South Africa’s breach costs are down, but AI-driven cyber defence is not a cure-all

IBM’s newly released 2025 Cost of a Data Breach Report suggests local organisations have seen breach costs drop from ZAR 53.1 million in 2024 to ZAR 44.1 million this year — a 17 percent reduction that’s being credited to artificial intelligence, machine learning and automated security tools.

It looks good on paper. Faster detection. Shorter breach lifecycles. Fewer rands burned. But a closer look reveals a more complicated reality.

While costs are falling, the number of records breached is rising. In 2025, the average South African breach compromised 23 445 records. Threat actors are getting better, not worse. Shadow AI tools, deepfakes, and supply chain attacks are now standard fare. And AI models themselves have become attack surfaces, not just defences.

AI-driven cyber defence is not a shield. It is a shortcut. And shortcuts only work when the underlying structure is sound. In South Africa, it isn’t.

Only 47 percent of companies included in the report had formal AI governance frameworks in place. Without them, even the most sophisticated tools can become liabilities. Model poisoning, data leakage, ethical drift and silent failures remain largely unaddressed.

Detection and escalation costs (ZAR 17.5 million) are still the biggest line item in an average South African breach, followed by lost business (ZAR 13.1 million) and post-breach response (ZAR 12.5 million). These aren’t just financial losses. They are indicators of brittle systems, institutional blind spots and underinvestment in human-centred security practices.

It is no surprise, then, that sectors like finance, hospitality and professional services continue to be the hardest hit. Financial institutions reported an average breach cost of ZAR 70.2 million. For services firms, it was ZAR 56.7 million. Despite the use of automation and DevSecOps, too many organisations still treat security as a bolt-on instead of a design principle.

The real risk isn’t that AI won’t work. It’s that it will work just well enough for companies to stop asking deeper questions.

As was recently pointed out, South Africa remains a global hotspot for data breaches, ranking 27th worldwide in Q2 2025. Regulatory fatigue, skills shortages and weak policy enforcement continue to define the cybersecurity landscape.

AI can automate alerts. It can shorten response times. But it cannot fix poor security culture or build trust with users. It cannot replace leadership. And it certainly cannot govern itself.

This is not a call to abandon AI-driven cyber defence. It is a call to interrogate it. For South Africa, the drop in breach costs should be seen as a reprieve — not a sign that we’ve solved the problem.

Until governance catches up, AI remains a high-stakes experiment. One we’re running live, with real users, real money, and real consequences.

#### AIM OF THE TASK
Reproduce the article on South African breach costs word for word, from "AI can automate" to "and real consequences.".

#### RAW DATA
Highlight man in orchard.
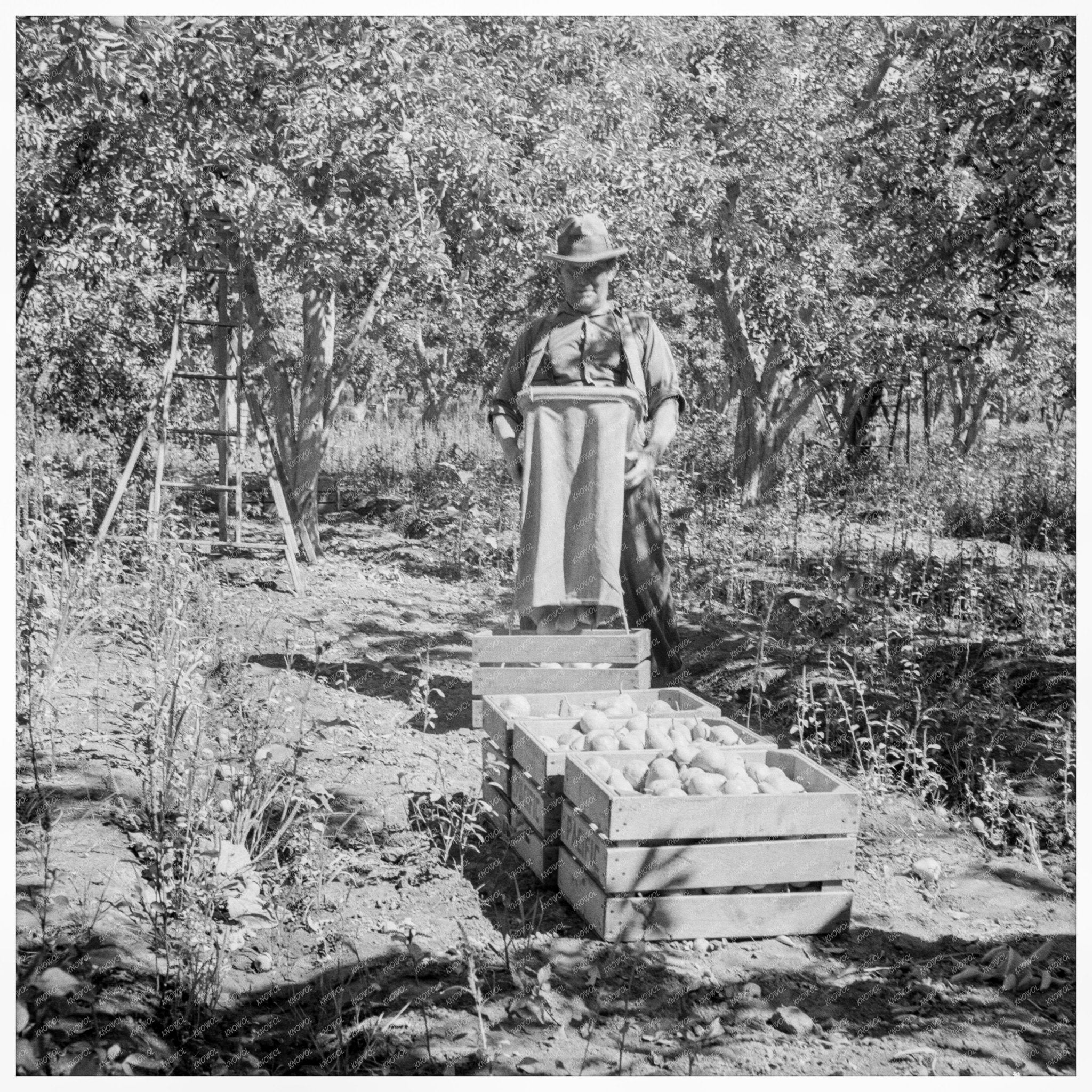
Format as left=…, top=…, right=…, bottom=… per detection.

#### COMPLETED EXERCISE
AI can automate alerts. It can shorten response times. But it cannot fix poor security culture or build trust with users. It cannot replace leadership. And it certainly cannot govern itself.

This is not a call to abandon AI-driven cyber defence. It is a call to interrogate it. For South Africa, the drop in breach costs should be seen as a reprieve — not a sign that we’ve solved the problem.

Until governance catches up, AI remains a high-stakes experiment. One we’re running live, with real users, real money, and real consequences.